*** INPUT ***

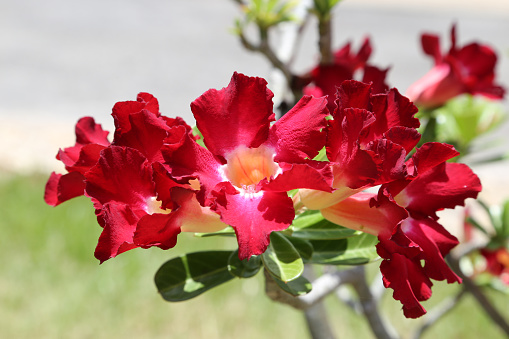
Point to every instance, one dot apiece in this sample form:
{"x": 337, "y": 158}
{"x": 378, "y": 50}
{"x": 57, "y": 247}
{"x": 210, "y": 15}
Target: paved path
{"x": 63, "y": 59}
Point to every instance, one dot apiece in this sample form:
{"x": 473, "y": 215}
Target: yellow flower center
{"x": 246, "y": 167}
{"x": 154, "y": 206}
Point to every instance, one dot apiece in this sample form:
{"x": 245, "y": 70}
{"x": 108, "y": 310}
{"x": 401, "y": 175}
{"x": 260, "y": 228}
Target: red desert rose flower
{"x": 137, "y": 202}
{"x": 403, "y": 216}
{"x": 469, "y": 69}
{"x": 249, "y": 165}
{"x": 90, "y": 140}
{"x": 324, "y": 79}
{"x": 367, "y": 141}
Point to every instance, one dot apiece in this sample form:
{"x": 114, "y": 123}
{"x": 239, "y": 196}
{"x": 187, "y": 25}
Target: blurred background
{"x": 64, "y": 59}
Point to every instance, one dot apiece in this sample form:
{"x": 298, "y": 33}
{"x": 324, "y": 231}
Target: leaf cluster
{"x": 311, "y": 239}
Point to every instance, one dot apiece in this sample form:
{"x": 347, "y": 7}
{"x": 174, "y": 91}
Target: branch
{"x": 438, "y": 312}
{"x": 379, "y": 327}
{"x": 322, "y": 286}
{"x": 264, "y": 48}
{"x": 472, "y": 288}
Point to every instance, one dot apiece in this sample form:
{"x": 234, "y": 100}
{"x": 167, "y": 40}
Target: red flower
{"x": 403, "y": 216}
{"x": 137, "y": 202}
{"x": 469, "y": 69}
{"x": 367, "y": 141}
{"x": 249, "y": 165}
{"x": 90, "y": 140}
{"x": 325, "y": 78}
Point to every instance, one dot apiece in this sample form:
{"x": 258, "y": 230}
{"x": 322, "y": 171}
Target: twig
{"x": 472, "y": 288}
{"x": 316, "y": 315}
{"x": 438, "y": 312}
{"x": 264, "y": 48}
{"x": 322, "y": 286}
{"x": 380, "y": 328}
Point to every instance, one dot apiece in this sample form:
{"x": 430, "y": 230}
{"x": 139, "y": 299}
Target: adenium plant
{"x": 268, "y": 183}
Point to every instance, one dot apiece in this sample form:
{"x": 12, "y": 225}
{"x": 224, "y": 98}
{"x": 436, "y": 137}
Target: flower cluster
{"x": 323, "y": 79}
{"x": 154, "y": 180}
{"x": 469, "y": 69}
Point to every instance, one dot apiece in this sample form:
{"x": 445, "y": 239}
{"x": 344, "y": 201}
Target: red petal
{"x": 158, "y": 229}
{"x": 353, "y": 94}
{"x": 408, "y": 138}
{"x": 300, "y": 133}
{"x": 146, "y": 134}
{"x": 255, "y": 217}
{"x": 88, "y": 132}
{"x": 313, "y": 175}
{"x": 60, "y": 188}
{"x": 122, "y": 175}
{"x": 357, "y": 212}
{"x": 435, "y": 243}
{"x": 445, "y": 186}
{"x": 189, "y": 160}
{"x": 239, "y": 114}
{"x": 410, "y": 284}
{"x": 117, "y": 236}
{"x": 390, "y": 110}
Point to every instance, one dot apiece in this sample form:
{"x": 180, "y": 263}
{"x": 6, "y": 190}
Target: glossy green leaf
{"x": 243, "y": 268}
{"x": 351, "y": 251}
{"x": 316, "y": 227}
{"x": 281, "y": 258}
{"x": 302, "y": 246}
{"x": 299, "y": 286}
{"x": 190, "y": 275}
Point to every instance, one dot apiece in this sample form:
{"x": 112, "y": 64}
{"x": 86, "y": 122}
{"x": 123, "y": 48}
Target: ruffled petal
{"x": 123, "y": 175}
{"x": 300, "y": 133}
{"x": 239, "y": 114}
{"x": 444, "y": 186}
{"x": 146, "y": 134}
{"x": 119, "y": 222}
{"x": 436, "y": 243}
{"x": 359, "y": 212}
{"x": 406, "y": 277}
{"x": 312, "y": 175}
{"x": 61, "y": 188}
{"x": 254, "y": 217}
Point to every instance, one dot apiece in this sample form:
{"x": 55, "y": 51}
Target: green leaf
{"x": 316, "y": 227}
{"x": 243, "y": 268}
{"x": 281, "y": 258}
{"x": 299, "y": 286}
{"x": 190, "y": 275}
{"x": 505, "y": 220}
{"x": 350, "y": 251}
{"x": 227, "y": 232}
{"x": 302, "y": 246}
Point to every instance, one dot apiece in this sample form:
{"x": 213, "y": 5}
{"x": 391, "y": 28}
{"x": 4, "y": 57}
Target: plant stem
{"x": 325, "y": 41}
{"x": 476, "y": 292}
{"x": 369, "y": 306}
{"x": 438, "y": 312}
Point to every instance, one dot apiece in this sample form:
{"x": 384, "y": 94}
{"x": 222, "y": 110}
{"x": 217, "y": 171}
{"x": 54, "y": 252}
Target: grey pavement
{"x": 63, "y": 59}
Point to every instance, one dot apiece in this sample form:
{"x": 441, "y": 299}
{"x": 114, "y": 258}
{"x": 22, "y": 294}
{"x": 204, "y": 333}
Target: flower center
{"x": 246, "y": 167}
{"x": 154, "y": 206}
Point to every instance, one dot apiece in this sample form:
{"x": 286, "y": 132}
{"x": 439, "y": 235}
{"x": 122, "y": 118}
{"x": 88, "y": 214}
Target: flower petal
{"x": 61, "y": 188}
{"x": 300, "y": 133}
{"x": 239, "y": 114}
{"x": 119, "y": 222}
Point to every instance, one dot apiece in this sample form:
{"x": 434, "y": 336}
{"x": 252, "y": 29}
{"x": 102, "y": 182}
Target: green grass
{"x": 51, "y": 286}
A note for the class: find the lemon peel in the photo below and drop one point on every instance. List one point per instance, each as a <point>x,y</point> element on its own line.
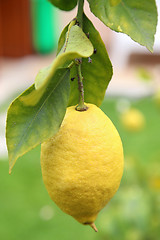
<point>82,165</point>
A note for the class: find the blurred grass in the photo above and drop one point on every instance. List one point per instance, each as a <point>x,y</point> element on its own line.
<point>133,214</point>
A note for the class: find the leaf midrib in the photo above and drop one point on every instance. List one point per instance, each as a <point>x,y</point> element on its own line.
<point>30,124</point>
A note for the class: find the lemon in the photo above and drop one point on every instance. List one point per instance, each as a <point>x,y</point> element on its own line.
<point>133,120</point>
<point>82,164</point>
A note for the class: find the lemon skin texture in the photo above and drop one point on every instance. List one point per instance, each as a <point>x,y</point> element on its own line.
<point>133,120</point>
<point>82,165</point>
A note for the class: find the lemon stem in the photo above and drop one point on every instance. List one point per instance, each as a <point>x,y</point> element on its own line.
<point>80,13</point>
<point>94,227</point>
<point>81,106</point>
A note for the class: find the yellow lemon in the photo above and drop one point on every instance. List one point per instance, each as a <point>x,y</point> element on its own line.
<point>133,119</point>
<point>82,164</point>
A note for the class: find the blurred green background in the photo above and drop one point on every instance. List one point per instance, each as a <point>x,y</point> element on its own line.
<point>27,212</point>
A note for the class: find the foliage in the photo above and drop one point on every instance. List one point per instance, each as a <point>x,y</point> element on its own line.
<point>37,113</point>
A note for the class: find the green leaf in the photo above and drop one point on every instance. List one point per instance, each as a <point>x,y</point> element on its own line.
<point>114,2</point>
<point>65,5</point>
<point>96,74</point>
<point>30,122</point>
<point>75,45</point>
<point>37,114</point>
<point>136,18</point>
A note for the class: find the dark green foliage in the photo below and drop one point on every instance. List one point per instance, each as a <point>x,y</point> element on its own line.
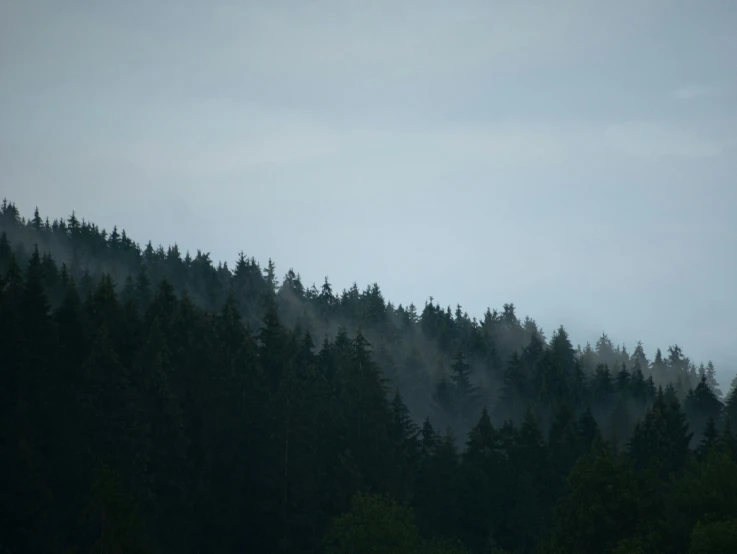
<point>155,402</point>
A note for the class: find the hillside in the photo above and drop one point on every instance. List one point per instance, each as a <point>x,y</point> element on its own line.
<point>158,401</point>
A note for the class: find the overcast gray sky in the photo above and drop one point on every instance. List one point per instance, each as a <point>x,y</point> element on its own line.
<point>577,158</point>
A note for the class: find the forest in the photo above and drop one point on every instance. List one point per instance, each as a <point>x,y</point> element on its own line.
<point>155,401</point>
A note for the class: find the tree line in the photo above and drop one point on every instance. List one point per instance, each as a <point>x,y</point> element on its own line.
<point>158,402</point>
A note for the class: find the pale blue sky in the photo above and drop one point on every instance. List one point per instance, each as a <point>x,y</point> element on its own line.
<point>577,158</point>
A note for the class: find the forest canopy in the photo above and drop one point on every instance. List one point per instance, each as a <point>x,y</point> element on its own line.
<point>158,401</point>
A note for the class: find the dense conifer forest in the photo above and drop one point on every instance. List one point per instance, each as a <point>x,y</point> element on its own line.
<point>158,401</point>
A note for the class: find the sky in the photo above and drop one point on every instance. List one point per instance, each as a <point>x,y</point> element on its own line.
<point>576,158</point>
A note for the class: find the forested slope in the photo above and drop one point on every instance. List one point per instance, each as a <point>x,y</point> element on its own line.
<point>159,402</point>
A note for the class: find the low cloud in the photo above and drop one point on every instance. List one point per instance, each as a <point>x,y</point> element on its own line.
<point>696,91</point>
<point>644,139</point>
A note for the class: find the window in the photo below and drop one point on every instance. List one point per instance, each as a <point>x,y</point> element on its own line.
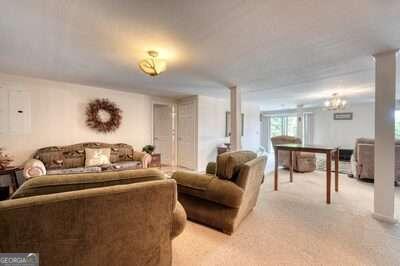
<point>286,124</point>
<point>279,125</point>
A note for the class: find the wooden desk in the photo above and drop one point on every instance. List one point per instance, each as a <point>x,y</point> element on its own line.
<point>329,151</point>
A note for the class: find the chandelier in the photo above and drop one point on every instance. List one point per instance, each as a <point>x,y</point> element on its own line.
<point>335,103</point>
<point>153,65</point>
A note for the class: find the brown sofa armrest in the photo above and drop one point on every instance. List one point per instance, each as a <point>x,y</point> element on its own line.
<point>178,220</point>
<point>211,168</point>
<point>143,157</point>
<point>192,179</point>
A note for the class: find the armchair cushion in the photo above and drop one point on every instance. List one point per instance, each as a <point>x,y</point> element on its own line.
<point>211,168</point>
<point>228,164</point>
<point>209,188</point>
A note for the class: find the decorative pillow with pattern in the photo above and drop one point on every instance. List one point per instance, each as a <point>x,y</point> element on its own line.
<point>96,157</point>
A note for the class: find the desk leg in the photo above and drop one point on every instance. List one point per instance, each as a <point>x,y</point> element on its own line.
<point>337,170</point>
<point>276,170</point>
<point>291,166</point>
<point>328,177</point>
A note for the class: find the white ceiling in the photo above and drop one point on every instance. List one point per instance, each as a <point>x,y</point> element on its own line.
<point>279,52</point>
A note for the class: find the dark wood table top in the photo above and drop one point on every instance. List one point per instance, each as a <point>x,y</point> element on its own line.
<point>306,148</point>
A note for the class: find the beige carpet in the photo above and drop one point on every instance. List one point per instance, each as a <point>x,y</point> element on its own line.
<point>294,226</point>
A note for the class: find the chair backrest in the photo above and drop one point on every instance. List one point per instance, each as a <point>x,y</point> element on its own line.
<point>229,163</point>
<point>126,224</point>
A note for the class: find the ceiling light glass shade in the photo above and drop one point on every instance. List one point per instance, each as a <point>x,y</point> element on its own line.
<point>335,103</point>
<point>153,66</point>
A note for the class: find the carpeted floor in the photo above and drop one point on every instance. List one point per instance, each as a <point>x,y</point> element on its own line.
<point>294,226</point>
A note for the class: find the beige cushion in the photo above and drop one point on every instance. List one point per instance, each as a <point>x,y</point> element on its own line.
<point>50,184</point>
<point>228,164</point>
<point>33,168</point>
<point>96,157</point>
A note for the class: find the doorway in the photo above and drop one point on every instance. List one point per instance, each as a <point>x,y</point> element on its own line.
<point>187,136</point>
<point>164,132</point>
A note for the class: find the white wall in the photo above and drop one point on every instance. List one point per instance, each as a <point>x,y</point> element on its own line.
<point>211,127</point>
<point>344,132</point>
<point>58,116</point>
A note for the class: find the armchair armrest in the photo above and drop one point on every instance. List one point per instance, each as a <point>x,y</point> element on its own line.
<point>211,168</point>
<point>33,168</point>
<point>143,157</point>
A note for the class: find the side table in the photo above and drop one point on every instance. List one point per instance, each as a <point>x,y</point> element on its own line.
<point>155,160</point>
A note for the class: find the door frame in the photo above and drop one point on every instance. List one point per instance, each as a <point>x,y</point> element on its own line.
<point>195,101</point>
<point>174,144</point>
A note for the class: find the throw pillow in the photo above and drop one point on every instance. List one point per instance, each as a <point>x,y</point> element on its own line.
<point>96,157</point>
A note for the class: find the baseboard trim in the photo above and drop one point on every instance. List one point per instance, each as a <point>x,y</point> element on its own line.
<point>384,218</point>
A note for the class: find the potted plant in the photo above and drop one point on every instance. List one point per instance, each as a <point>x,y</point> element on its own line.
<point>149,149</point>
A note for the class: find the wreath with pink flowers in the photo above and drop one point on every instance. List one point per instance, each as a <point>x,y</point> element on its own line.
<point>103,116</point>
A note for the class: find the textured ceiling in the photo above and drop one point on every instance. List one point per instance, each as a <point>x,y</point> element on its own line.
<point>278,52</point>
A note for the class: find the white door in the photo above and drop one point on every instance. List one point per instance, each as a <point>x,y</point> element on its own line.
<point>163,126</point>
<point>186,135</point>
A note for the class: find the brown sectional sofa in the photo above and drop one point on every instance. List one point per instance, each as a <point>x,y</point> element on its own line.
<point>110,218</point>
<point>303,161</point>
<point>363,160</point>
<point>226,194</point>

*** End of INPUT ***

__WORK TO COMPLETE__. Repeat only what runs from the line holding "A note for the class: find the door frame" to the end of the data, keeping every line exactly as written, first and last included.

__OUTPUT OF THE TASK__.
A note for the class: find the door frame in the photo above and drop one point on every instance. List one point per instance, each as a <point>x,y</point> element on its own line.
<point>195,101</point>
<point>174,144</point>
A note for the class: find the throw pillow in the photo above and drop one point on every instance. List one point per instance, each as a <point>x,y</point> element on its own line.
<point>96,157</point>
A note for the class: find the baseboard trim in the photo above and drop one point on every instance. List one point per instance, each as a <point>x,y</point> element on its own line.
<point>384,218</point>
A note for the class: find the potted plant in the photo above and drop one point on every instance. List one point per instance, each as a <point>x,y</point> element on its own line.
<point>149,149</point>
A note for the class: find the wreath with pink flowers in the photo above and drop one point on every instance. List one point per instance, each as a <point>x,y</point> element on its own line.
<point>103,116</point>
A note for the class: find the textured ceiling in the photo above and drop one point on every instance. List one point per instance, each as a <point>x,y</point> element on its own line.
<point>278,52</point>
A note for the class: find the white door in the photo above and drop one point on every instance. List one point per instance, each as a <point>x,y</point> element on its own line.
<point>163,126</point>
<point>186,135</point>
A note for the class: find the brown sectional sofa in the photo above and drop one point on every instance. List one point per instance, each as a <point>x,y</point> element on its own line.
<point>110,218</point>
<point>303,161</point>
<point>363,160</point>
<point>226,194</point>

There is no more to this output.